# start of MATERIAL FOR THIS EXERCISE
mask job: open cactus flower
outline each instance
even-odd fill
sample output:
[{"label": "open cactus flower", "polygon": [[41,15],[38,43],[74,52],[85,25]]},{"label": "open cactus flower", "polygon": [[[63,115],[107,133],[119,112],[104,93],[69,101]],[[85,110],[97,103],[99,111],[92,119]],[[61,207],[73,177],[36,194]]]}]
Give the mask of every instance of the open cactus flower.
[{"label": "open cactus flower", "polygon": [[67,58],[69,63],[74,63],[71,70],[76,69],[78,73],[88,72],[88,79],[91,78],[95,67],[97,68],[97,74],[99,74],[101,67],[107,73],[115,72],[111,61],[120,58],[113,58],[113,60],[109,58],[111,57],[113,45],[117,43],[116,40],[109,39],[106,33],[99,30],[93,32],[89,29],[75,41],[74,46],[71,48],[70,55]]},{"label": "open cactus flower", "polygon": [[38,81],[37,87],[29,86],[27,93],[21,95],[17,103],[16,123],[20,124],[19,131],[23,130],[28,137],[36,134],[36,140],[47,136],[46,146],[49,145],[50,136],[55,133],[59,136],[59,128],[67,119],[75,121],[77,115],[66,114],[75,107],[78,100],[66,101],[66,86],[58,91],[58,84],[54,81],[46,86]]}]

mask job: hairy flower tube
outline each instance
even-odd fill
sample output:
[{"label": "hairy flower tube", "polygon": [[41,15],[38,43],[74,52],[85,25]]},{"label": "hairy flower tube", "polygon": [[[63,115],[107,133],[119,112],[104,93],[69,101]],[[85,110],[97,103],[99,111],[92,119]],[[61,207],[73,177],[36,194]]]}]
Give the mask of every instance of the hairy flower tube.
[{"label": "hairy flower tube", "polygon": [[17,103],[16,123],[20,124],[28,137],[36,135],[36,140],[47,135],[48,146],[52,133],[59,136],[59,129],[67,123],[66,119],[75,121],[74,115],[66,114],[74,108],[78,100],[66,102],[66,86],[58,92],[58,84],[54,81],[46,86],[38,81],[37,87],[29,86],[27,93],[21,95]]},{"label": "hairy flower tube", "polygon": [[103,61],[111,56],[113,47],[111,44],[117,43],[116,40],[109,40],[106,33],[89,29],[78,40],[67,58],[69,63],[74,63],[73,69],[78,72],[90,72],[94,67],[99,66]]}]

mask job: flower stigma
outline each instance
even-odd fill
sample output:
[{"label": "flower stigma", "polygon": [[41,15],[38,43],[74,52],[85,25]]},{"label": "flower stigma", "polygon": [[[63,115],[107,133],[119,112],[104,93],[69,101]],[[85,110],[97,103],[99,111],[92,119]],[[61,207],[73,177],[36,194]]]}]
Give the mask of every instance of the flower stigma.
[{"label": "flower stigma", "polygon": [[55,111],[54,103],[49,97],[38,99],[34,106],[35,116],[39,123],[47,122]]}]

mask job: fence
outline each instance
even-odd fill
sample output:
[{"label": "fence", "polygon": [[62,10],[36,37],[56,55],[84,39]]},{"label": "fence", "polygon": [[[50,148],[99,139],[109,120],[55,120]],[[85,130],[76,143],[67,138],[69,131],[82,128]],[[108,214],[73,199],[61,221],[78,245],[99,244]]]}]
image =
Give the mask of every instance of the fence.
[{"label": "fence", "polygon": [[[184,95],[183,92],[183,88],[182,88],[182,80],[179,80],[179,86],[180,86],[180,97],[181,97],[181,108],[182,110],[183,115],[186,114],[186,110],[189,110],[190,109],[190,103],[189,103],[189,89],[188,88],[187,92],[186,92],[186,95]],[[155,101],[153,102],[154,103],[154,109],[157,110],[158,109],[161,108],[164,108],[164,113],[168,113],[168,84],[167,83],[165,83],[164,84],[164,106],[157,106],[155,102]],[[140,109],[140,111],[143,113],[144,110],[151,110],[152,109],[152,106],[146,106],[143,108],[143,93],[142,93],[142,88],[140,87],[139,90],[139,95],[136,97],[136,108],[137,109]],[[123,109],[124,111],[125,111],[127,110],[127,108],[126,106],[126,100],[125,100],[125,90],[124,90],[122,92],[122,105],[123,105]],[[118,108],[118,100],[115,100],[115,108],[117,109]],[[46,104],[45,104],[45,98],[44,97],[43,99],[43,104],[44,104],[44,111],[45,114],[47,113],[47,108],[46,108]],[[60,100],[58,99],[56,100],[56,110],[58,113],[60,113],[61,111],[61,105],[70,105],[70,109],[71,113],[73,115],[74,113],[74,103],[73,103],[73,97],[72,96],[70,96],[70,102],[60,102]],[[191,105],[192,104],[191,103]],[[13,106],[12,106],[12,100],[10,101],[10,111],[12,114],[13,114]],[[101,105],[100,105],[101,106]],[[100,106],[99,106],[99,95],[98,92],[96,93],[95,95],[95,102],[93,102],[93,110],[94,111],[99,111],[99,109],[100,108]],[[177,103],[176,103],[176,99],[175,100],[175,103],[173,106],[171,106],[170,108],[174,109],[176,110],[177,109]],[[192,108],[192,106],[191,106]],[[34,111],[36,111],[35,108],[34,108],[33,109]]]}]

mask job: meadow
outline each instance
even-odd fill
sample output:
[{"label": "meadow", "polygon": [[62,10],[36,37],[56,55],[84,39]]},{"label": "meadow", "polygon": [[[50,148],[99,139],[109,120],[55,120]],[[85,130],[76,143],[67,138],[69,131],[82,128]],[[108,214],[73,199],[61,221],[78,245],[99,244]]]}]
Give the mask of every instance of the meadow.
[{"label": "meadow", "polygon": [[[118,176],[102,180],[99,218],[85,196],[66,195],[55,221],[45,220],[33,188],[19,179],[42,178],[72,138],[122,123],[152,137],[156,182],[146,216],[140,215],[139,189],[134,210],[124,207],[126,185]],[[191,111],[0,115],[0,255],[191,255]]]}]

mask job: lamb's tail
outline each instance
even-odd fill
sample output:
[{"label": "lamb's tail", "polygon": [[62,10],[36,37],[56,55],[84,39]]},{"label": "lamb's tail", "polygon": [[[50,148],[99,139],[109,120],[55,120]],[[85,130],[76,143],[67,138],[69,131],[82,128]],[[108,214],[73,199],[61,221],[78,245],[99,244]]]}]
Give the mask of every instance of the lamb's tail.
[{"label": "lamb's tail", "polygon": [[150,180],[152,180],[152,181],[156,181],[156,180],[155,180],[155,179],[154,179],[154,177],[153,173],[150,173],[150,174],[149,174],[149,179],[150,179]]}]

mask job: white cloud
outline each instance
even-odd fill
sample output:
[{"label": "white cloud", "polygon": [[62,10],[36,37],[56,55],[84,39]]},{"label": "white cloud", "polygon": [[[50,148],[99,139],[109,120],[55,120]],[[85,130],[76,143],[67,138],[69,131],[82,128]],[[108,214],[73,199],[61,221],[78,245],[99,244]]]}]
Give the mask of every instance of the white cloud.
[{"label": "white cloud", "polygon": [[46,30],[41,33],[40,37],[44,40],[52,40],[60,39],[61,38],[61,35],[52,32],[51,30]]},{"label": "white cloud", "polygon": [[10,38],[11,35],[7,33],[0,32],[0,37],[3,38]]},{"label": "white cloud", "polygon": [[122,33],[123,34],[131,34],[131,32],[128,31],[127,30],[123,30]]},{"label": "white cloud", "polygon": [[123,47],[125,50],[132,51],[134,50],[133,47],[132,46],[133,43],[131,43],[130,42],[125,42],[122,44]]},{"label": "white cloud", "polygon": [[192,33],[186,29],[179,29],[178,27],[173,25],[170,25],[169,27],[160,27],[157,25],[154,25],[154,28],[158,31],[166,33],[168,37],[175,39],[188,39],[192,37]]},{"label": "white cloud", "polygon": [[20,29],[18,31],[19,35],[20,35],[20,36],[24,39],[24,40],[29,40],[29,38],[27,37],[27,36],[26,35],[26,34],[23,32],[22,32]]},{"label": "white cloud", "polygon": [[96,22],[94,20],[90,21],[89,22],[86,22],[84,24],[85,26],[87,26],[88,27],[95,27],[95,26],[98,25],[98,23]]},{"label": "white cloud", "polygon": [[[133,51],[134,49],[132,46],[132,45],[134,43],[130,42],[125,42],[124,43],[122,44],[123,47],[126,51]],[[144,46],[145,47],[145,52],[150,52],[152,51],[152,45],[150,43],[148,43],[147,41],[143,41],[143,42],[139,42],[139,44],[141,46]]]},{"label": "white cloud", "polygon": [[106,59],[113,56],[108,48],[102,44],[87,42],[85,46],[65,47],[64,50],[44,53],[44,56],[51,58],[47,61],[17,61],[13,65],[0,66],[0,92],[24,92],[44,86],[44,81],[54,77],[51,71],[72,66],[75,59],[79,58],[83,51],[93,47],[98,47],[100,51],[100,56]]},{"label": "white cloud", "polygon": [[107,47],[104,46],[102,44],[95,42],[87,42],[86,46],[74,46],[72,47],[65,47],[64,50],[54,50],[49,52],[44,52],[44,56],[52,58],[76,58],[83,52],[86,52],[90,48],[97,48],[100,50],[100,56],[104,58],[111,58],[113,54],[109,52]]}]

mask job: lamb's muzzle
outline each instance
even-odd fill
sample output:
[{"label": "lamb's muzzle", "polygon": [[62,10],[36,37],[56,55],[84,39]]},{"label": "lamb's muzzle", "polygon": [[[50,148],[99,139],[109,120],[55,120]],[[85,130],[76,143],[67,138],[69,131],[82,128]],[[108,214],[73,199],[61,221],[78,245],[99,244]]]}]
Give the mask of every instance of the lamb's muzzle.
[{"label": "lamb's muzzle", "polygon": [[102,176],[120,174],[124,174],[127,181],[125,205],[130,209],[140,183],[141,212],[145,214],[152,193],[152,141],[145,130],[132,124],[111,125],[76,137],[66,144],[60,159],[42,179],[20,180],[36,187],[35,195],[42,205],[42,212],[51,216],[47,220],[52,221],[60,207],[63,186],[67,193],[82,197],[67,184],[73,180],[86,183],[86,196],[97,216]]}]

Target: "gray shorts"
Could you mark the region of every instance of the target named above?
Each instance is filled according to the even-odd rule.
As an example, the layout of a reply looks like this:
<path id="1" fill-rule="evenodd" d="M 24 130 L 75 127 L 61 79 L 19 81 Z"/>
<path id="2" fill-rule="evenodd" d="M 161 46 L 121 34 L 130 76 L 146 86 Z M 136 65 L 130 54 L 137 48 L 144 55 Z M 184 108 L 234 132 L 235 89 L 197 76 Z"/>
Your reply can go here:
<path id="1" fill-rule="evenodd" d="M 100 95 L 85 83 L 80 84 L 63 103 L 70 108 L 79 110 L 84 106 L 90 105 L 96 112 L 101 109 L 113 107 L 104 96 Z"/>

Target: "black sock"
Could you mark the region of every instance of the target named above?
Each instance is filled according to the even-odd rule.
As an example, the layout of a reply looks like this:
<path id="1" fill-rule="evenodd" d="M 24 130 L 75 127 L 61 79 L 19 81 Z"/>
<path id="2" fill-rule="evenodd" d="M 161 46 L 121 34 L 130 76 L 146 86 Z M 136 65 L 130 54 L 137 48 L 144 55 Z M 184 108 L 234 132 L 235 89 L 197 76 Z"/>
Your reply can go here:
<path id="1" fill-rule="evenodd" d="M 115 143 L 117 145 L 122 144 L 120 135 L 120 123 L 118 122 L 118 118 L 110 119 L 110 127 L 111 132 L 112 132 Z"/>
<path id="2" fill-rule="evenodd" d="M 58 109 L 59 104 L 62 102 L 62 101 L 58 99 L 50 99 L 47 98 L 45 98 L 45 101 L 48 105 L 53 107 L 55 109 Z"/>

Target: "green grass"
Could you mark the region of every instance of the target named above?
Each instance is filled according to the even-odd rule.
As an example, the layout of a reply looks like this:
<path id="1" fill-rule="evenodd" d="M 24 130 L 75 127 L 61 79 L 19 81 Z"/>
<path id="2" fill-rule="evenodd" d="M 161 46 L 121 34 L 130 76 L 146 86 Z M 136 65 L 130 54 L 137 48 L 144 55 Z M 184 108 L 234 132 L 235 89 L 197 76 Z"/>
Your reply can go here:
# end of MATERIAL FOR THIS EXERCISE
● EXERCISE TASK: Please locate each of the lines above that contains the word "open" and copy those lines out.

● CORRECT RESPONSE:
mask job: open cactus flower
[{"label": "open cactus flower", "polygon": [[41,15],[38,43],[74,52],[85,25]]},{"label": "open cactus flower", "polygon": [[[63,115],[107,133],[119,112],[104,93],[69,101]],[[85,110],[97,103],[99,111],[92,119]],[[61,207],[73,177],[36,194]]]}]
Give the mask of every instance of the open cactus flower.
[{"label": "open cactus flower", "polygon": [[67,58],[69,63],[74,63],[71,70],[76,69],[78,73],[88,72],[88,79],[91,78],[95,67],[97,68],[97,74],[99,74],[101,67],[107,73],[115,72],[111,61],[120,58],[113,58],[113,60],[109,58],[111,57],[113,45],[117,43],[116,40],[109,39],[106,33],[99,30],[93,32],[89,29],[75,41],[74,46],[71,48],[70,55]]},{"label": "open cactus flower", "polygon": [[38,81],[37,87],[29,86],[27,93],[21,95],[17,103],[16,123],[20,124],[19,131],[23,130],[28,137],[36,134],[36,140],[47,136],[46,146],[49,145],[50,136],[55,133],[59,136],[59,128],[67,119],[75,121],[77,115],[66,114],[75,107],[78,100],[66,101],[66,86],[58,91],[58,84],[54,81],[46,86]]}]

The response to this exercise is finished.